Stated goal: According to the Form 8-K filing, where is the registrant's principal executive office?

Extract provided:
UNITED STATES

SECURITIES AND EXCHANGE COMMISSION

WASHINGTON, D.C. 20549

 


 

FORM 8-K

 


 

CURRENT REPORT

Pursuant to Section 13 or 15(d) of

The Securities Exchange Act of 1934

 

Date of Report (Date of earliest event reported): July 24, 2013

 


 

SEAGATE TECHNOLOGY PUBLIC LIMITED COMPANY

(Exact name of registrant as specified in its charter)

 


 

Ireland

 

001-31560

 

98-0648577

(State or other jurisdiction
of incorporation)

 

(Commission File Number)

 

(IRS Employer
Identification No.)

 

38/39 Fitzwilliam Square
Dublin 2, Ireland

 

N/A

(Address of principal executive office)

 

(Zip Code)

 

Registrant’s telephone number, including area code: (353) (1) 234-3136

 

N/A

(Former name or former address, if changed since last report)

 


 

Check the appropriate box below if the Form 8-K filing is intended to simultaneously satisfy the filing obligation of the registrant under any of the following provisions (see General Instruction A.2. below):

 

o            Written communications pursuant to Rule 425 under the Securities Act (17 CFR 230.425)

 

o            Soliciting material pursuant to Rule 14a-12 under the Exchange Act (17 CFR 240.14a-12)

 

o            Pre-commencement communications pursuant to Rule 14d-2(b) under the Exchange Act (17 CFR 240.14d-2(b))

 

o            Pre-commencement communications pursuant to Rule 13e-4(c) under the Exchange Act (17 CFR 240.13e-4(c))

 

 

 



 

Item 5.02 Departure of Directors or Certain Officers; Election of Directors; Appointment of Certain Officers; Compensatory Arrangements of Certain Officers.

 

(e) Compensatory Arrangements of Certain Officers.

Excerpted records:
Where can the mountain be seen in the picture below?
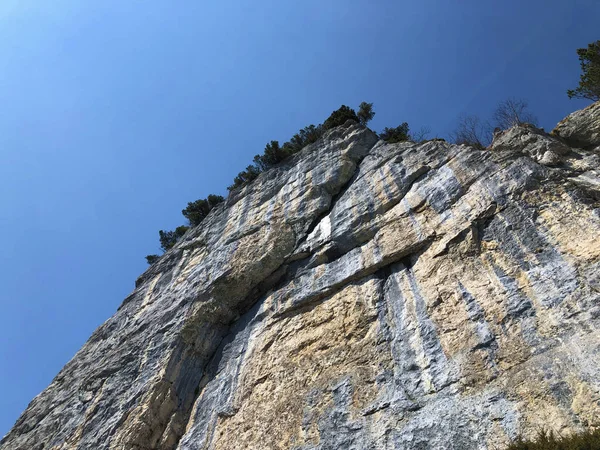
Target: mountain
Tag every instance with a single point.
(360, 295)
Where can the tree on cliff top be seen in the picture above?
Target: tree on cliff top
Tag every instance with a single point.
(589, 82)
(340, 116)
(365, 113)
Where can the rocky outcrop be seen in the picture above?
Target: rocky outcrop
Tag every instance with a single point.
(582, 128)
(362, 295)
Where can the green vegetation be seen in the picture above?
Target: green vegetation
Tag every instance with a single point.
(339, 117)
(398, 134)
(151, 259)
(169, 238)
(198, 210)
(589, 440)
(365, 113)
(589, 82)
(274, 153)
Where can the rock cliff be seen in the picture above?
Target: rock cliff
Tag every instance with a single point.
(362, 295)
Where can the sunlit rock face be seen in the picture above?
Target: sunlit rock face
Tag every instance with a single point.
(363, 295)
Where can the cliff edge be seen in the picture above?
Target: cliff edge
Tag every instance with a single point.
(361, 295)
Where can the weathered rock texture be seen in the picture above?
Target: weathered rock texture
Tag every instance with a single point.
(361, 296)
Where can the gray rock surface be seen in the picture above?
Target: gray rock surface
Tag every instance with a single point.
(582, 128)
(361, 295)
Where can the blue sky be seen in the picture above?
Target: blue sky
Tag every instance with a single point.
(114, 114)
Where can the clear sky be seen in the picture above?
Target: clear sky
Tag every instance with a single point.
(114, 114)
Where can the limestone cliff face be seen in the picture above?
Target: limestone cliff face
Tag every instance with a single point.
(362, 296)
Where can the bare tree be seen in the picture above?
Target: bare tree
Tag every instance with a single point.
(512, 112)
(420, 135)
(470, 130)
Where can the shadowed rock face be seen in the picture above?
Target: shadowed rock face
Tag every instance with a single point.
(363, 295)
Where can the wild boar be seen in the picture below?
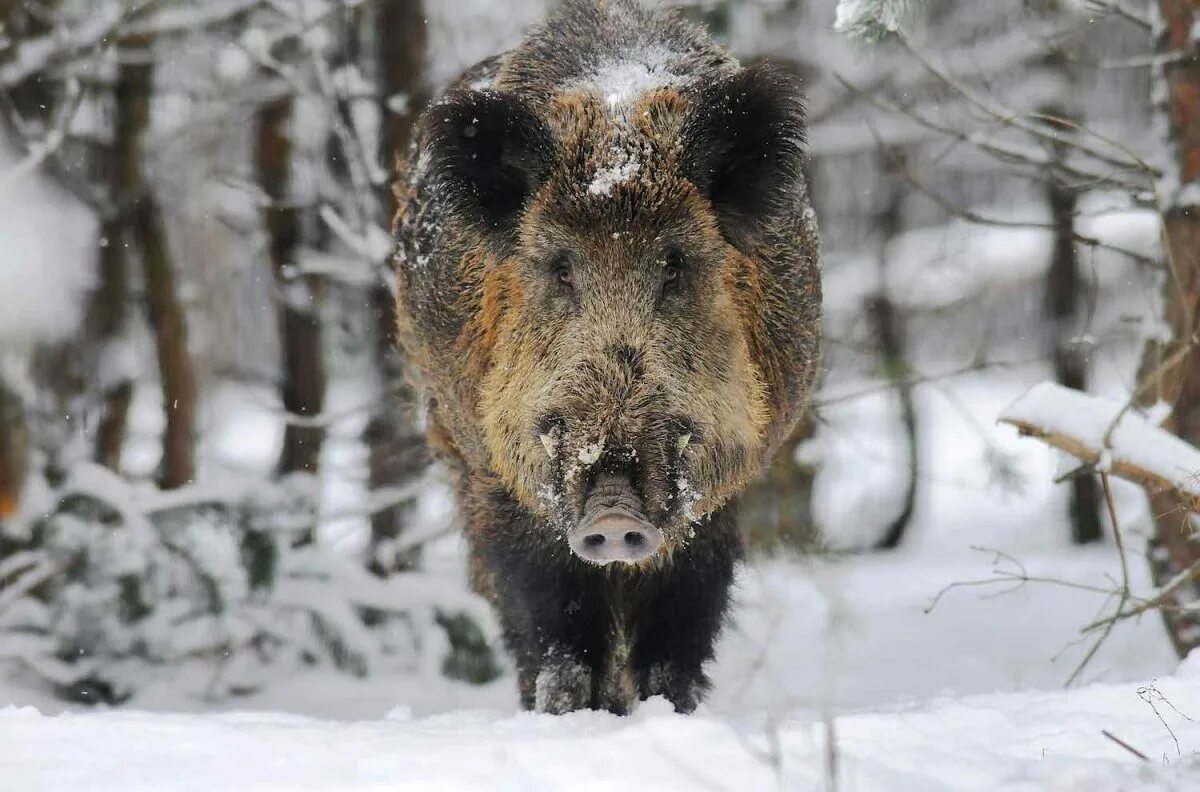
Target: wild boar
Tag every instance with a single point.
(607, 283)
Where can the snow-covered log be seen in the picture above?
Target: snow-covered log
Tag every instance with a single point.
(1104, 433)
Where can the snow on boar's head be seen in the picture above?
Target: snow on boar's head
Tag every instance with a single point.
(637, 295)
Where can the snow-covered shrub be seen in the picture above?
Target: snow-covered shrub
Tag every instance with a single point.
(113, 581)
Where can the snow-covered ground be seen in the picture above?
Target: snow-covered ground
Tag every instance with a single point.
(964, 695)
(1000, 742)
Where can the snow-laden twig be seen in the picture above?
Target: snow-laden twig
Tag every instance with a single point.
(39, 151)
(1133, 449)
(871, 21)
(1123, 593)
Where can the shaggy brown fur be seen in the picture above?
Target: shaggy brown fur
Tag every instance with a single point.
(607, 262)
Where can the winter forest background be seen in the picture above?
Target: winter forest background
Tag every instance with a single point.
(213, 489)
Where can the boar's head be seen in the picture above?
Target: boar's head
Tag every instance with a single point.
(635, 329)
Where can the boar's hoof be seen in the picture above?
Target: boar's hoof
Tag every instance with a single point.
(613, 528)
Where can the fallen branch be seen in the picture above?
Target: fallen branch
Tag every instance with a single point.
(1134, 449)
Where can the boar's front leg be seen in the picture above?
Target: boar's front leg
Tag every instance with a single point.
(555, 623)
(682, 615)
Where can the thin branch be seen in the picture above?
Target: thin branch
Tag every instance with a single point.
(1123, 592)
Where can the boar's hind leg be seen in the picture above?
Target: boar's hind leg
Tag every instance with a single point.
(683, 613)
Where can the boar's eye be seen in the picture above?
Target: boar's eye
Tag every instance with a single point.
(673, 263)
(561, 269)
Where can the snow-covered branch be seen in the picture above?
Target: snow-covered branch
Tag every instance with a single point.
(1103, 433)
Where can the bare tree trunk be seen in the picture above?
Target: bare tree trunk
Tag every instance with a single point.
(169, 323)
(775, 511)
(395, 447)
(142, 220)
(1066, 294)
(1175, 547)
(887, 324)
(108, 310)
(889, 339)
(303, 376)
(13, 451)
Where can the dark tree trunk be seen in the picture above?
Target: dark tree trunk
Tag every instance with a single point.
(887, 325)
(395, 447)
(775, 511)
(13, 451)
(303, 373)
(1174, 549)
(141, 222)
(1066, 298)
(889, 339)
(169, 322)
(108, 310)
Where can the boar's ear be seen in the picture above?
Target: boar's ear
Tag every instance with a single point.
(743, 145)
(487, 153)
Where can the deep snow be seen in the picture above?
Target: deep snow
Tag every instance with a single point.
(1001, 742)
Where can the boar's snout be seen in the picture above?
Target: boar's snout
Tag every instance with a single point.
(613, 527)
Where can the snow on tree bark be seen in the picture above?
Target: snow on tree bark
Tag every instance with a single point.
(1171, 370)
(303, 377)
(396, 450)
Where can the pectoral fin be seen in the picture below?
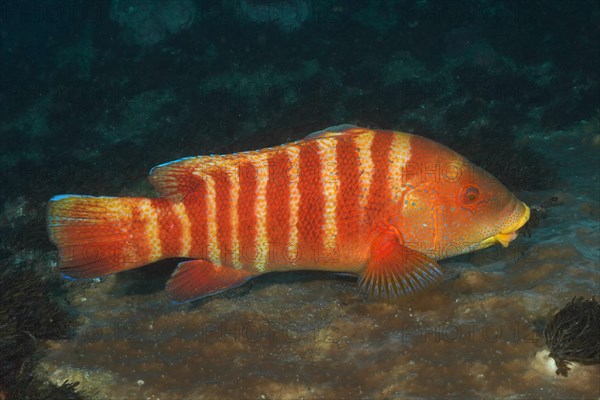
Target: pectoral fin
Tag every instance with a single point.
(394, 270)
(199, 278)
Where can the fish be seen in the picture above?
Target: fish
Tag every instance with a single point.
(382, 205)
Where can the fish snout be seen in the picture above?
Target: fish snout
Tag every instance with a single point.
(518, 217)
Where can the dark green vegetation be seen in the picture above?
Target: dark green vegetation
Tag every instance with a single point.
(573, 335)
(33, 308)
(447, 72)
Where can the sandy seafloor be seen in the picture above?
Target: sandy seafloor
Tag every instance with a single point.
(311, 335)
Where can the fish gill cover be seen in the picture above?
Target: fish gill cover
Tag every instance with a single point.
(94, 94)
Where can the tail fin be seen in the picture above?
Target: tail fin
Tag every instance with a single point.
(97, 235)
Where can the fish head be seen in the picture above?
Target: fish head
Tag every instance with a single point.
(456, 206)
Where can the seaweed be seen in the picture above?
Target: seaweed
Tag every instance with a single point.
(33, 306)
(539, 212)
(573, 335)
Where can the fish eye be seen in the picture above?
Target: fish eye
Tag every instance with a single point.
(470, 195)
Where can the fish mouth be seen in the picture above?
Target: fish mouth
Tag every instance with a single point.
(509, 234)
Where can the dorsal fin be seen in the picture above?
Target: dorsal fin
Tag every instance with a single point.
(178, 178)
(331, 131)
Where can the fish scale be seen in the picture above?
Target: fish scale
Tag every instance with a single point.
(345, 199)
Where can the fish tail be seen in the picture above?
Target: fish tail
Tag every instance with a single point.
(98, 236)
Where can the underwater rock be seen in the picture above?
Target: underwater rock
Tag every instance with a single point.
(32, 308)
(573, 335)
(288, 15)
(151, 21)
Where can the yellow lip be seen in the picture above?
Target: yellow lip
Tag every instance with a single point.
(504, 238)
(508, 235)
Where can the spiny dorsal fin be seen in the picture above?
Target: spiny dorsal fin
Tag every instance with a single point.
(178, 178)
(332, 131)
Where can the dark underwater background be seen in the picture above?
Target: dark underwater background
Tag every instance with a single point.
(95, 93)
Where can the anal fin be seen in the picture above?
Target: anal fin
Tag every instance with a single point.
(199, 278)
(394, 270)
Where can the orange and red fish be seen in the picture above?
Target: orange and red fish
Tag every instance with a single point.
(383, 205)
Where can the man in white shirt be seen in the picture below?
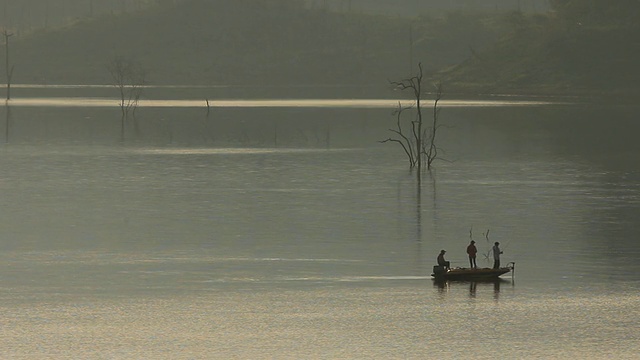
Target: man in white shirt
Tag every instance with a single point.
(496, 255)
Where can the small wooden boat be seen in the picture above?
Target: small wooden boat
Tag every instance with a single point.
(469, 274)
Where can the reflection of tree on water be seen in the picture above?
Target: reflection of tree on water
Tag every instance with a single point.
(7, 120)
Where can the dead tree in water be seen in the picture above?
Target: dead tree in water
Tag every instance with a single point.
(8, 67)
(129, 78)
(419, 142)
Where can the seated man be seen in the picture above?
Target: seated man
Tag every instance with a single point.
(442, 262)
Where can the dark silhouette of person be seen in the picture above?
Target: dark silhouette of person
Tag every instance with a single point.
(472, 251)
(442, 262)
(496, 255)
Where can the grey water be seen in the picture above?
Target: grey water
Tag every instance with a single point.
(290, 232)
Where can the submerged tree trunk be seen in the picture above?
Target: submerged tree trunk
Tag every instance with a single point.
(8, 66)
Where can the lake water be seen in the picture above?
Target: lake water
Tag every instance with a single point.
(290, 232)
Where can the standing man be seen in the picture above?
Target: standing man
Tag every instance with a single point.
(442, 262)
(496, 255)
(472, 251)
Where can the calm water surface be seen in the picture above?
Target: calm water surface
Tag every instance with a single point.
(291, 233)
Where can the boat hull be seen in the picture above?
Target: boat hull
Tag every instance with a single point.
(466, 274)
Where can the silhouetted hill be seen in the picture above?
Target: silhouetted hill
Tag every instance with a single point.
(582, 47)
(248, 42)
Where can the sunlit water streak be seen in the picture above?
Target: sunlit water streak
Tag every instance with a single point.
(262, 103)
(173, 252)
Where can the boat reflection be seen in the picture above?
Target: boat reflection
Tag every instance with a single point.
(444, 286)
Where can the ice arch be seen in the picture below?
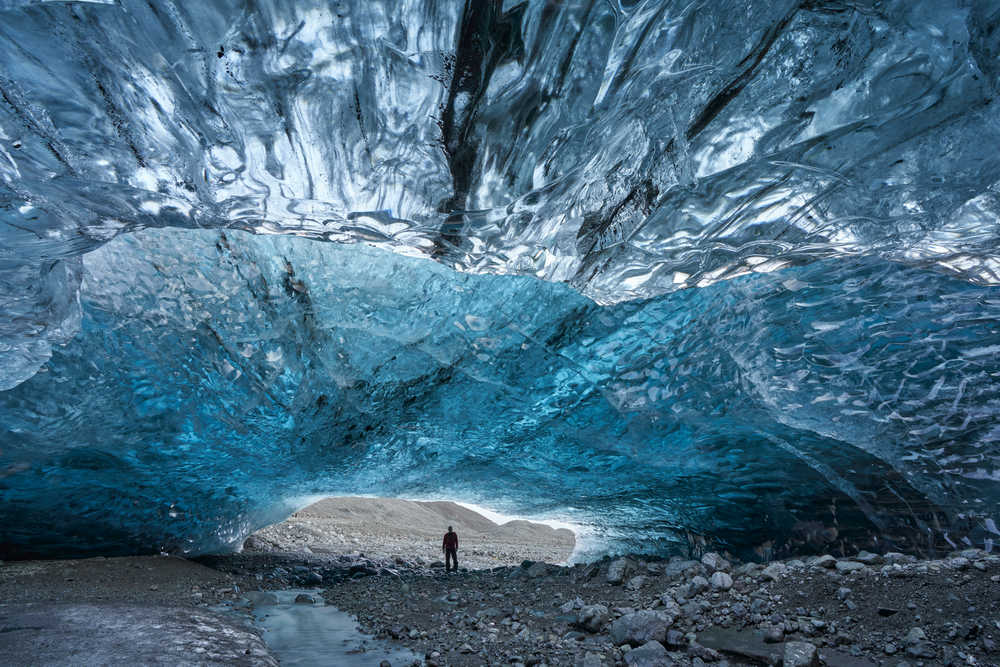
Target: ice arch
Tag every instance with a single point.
(778, 220)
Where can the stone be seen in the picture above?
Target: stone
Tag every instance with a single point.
(640, 627)
(697, 585)
(921, 649)
(800, 654)
(679, 567)
(826, 561)
(261, 598)
(676, 639)
(715, 563)
(702, 654)
(774, 571)
(592, 617)
(722, 581)
(849, 566)
(618, 570)
(650, 654)
(537, 570)
(868, 558)
(959, 563)
(745, 645)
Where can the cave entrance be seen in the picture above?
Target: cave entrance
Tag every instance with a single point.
(409, 532)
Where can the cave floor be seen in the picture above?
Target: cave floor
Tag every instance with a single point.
(141, 610)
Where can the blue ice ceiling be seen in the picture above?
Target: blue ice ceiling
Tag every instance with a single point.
(675, 269)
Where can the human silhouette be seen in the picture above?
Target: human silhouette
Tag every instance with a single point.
(450, 547)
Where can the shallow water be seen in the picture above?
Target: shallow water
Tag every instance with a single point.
(319, 634)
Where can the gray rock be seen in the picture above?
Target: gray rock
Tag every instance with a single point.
(826, 561)
(774, 571)
(537, 570)
(800, 654)
(261, 598)
(618, 570)
(848, 566)
(676, 639)
(640, 627)
(679, 567)
(592, 617)
(746, 645)
(959, 563)
(868, 558)
(697, 585)
(715, 563)
(650, 654)
(921, 649)
(722, 581)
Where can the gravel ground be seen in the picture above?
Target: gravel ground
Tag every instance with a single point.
(895, 612)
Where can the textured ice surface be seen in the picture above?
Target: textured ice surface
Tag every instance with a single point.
(766, 231)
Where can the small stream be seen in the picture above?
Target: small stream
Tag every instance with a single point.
(318, 634)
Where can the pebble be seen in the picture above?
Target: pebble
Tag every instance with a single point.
(715, 563)
(800, 654)
(848, 566)
(617, 570)
(722, 581)
(774, 571)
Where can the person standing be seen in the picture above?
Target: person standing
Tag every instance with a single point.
(450, 546)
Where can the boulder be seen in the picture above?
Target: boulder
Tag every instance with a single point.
(261, 598)
(722, 581)
(868, 558)
(848, 566)
(592, 617)
(618, 570)
(774, 571)
(536, 570)
(826, 561)
(650, 654)
(800, 654)
(679, 567)
(715, 563)
(640, 627)
(697, 585)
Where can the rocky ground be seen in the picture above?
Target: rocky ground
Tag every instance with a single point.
(871, 610)
(867, 610)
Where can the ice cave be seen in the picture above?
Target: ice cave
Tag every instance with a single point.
(719, 271)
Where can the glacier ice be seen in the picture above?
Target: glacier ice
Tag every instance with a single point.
(716, 268)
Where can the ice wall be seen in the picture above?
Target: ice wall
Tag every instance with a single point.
(766, 235)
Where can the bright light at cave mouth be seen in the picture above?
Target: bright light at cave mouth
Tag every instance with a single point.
(684, 274)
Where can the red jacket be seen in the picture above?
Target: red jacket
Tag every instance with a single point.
(450, 540)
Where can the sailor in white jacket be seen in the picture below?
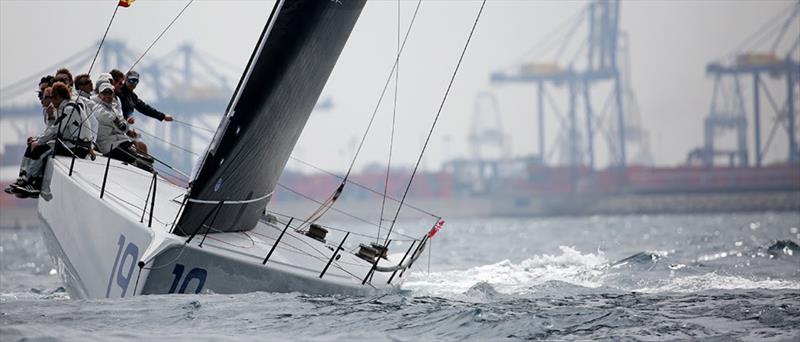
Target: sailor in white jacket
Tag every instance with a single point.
(114, 136)
(69, 135)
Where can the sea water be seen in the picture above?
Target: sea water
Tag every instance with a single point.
(717, 276)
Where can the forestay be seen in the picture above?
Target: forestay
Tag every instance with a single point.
(285, 75)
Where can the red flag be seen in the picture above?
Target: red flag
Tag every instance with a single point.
(436, 228)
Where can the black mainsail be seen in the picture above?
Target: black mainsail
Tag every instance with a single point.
(285, 75)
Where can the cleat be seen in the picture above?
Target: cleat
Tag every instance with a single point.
(28, 191)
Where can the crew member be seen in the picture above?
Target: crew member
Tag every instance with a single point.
(68, 134)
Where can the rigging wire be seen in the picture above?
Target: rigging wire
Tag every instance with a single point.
(383, 92)
(104, 38)
(167, 142)
(193, 126)
(435, 120)
(391, 137)
(325, 206)
(160, 35)
(361, 186)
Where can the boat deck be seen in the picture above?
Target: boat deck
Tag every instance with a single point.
(297, 257)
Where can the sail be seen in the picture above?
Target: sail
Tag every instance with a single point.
(285, 75)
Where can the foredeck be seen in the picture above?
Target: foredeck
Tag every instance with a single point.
(127, 188)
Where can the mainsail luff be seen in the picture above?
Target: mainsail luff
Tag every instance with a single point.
(286, 74)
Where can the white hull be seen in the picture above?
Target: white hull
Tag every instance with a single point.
(97, 244)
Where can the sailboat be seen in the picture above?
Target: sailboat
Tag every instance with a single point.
(115, 230)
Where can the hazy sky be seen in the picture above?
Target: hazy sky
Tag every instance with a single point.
(670, 43)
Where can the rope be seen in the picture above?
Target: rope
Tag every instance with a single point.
(160, 35)
(436, 119)
(226, 202)
(104, 38)
(167, 142)
(385, 86)
(325, 206)
(193, 126)
(391, 137)
(361, 186)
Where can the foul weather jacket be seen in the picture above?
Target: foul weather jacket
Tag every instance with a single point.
(112, 127)
(131, 101)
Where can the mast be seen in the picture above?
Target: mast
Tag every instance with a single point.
(294, 57)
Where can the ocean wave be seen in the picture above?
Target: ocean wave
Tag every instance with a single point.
(714, 281)
(576, 272)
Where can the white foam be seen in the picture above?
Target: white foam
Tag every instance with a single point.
(570, 266)
(713, 281)
(586, 270)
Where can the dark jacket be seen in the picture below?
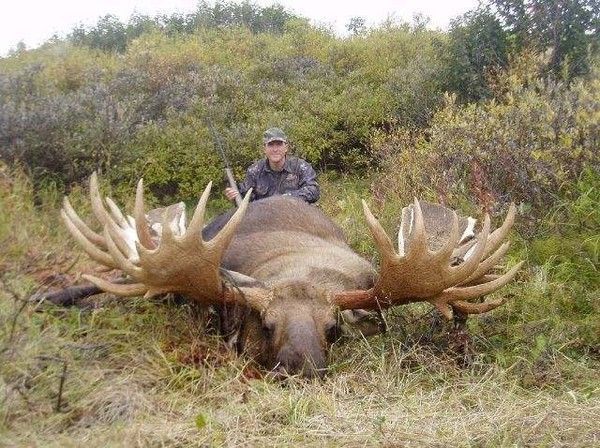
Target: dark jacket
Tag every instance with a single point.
(297, 178)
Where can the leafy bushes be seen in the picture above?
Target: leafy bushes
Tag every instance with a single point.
(535, 139)
(77, 110)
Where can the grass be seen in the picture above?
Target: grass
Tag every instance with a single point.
(147, 373)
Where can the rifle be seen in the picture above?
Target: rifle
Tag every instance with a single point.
(219, 147)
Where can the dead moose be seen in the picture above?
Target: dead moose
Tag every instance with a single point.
(290, 268)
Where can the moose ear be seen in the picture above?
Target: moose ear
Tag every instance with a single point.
(247, 290)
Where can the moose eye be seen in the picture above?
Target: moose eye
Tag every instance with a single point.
(268, 330)
(332, 332)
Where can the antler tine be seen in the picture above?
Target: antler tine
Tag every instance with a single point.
(122, 262)
(116, 213)
(222, 239)
(476, 308)
(92, 250)
(444, 253)
(500, 233)
(197, 222)
(418, 238)
(384, 244)
(92, 236)
(488, 263)
(471, 292)
(140, 218)
(465, 269)
(130, 290)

Task output: 38/39 Fitzwilliam Square, Dublin 2, Ireland